## [Directions]
Please give the data again in full, exactly as it reads.

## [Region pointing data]

+--

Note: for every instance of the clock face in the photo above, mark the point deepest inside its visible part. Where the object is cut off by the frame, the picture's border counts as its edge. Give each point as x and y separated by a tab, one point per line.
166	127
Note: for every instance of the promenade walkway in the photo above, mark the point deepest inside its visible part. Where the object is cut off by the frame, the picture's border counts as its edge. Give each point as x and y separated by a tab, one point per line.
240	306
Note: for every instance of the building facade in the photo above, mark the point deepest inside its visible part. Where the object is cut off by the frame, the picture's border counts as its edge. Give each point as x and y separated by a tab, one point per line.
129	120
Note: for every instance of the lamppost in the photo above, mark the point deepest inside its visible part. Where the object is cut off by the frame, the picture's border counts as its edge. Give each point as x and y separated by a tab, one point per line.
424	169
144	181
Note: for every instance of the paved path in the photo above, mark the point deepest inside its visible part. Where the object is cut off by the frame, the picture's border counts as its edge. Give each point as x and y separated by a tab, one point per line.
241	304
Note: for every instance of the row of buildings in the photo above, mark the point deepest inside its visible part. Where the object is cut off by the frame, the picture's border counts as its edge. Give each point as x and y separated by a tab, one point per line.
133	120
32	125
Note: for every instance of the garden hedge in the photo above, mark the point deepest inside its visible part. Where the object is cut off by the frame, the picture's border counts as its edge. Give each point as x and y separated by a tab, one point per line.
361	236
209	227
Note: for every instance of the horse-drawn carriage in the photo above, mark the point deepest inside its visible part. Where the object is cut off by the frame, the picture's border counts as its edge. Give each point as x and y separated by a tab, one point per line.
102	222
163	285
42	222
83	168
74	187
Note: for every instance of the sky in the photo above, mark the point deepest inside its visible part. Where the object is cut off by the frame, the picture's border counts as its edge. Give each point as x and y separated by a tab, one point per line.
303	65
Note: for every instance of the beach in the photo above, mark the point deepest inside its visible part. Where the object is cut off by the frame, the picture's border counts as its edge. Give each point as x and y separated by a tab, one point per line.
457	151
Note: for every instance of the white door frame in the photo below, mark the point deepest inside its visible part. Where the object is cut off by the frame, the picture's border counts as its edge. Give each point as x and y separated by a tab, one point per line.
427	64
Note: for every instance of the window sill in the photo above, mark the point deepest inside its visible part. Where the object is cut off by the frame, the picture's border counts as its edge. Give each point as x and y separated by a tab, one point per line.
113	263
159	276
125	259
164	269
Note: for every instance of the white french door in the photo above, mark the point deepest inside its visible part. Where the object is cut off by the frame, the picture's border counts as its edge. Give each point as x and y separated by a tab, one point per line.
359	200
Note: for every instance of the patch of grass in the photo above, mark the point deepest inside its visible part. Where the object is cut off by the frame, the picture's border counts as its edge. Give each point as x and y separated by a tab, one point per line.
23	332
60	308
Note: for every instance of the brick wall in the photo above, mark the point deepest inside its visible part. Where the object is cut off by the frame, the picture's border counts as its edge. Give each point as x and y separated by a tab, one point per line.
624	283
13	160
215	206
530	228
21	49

+--

## [Answer section]
Note: for every instance of the clock face in the photo above, mark the point deepest inside its visible part. Where the object is cut off by the frame, the picture's border counts as its edge. Give each point as x and y separated by a tab, one point per line.
166	127
Note: for every instance of the promenade walkway in the photo above, mark the point deepest inside its visible part. Where the object is cut off by the frame, the picture's border counts as its edge. Give each point as x and y separated by a tab, one point per line.
240	306
Note: for every instance of the building facade in the photo above, mark the point deepest inside its visible part. Where the object is cut off by the frame, the picture's border counts as its edge. Give each point as x and y separated by a tab, one point per line.
129	120
Note: for every instance of the lamppost in the photo above, mark the point deepest inside its visible part. Where the object is cut off by the frame, the picture's border counts as its edge. Give each point as x and y separated by a tab, one point per line.
424	169
144	181
Note: for every instance of the paved path in the photo above, mark the point deepest inside its visible part. Where the object is cut off by the frame, the picture's border counts as its edge. Give each point as x and y separated by a tab, one point per line.
241	304
Note: for every instance of the row of buildings in the photo above, mark the point deepest inside its visible part. Where the object is cut off by the frame, the picture's border counts as its edge. Give each point as x and y separated by a tab, one point per line.
133	120
32	125
Note: for every instance of the garden hedge in the photo above, mark the point deepest inside its visible part. Where the object is cut off by the frame, the picture's border counts as its edge. Give each point as x and y separated by a tab, one point per line.
361	236
209	227
Note: for every instance of the horse-drawn carriage in the photo above, mark the point deepest inside its visible part. Where the object is cut off by the frame, the picture's border counts as its edge. Give each point as x and y separated by a tab, one point per line.
102	222
163	285
42	222
83	168
74	187
Note: for every instance of the sky in the photo above, mark the point deepest inside its visible part. Where the object is cut off by the frame, the picture's border counts as its edge. Give each point as x and y separated by a tab, one point per line.
303	65
Note: for every instance of the beach in the photo above, mark the point deepest inside its visible part. Where the object is cut off by the frame, the picture's border counts as its edge. Give each point as x and y separated by a tab, one point per line.
457	151
Note: for every instance of the white door frame in the photo below, mark the point deepest inside its visible part. Where the object is cut off by the frame, the picture's border counts as its edge. Give each point as x and y separated by a tab, one point per line.
427	64
Note: for every instance of the window sill in the photo above, mark the point deepest inside its visible part. Where the object is cut off by the frame, the picture's border counts as its edge. Give each point as x and y separated by a tab, one point per line.
113	263
159	276
125	259
164	269
Note: for every instance of the white french door in the photo above, mark the point deepest inside its visible part. Where the object is cut off by the frame, the picture's border counts as its edge. Give each point as x and y separated by a tab, one point per line.
359	200
Note: for every instance of the patch of grass in the photo above, mark the point deepest inside its visible part. Where the object is cut off by the frame, the picture's border counts as its edge. Give each point as x and y separated by a tab, one point per line.
23	332
60	308
Note: for every instance of the brick wall in the photo above, mark the point deepest inside its visible part. Where the object is cut off by the frame, the picture's border counts as its edge. Give each point as x and y separated by a tab, one point per line.
624	283
13	160
215	206
530	228
21	49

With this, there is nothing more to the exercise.